(Collected data)

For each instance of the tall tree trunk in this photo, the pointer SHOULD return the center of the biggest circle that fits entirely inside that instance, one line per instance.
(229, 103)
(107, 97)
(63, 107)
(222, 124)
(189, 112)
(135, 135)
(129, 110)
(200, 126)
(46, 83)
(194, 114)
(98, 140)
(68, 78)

-- Task goal --
Reproduce the records above word for word.

-- Response to this task --
For each instance of the tall tree trunk in this photo, the pointer SHOULD return the center of the biggest circle that fits entirely inside that instance, one line per instance.
(229, 103)
(107, 97)
(63, 107)
(222, 124)
(189, 112)
(135, 135)
(129, 110)
(200, 126)
(46, 83)
(194, 114)
(98, 140)
(68, 78)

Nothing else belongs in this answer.